**Task prompt**
Rewrite the data below so that "fortress wall" becomes "castle wall" everywhere, with every other part left as it is.

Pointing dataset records
-.-.-

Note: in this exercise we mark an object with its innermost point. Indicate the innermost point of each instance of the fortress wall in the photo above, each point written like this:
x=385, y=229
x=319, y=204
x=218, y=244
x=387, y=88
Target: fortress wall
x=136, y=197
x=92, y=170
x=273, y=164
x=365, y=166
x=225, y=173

-.-.-

**Output below**
Note: in this exercise we mark an object with its innermost point. Indicate the innermost point of each instance of the castle wall in the photo above, each point written like this:
x=385, y=229
x=319, y=204
x=218, y=244
x=387, y=88
Target: castle wall
x=136, y=197
x=92, y=170
x=273, y=164
x=365, y=166
x=225, y=173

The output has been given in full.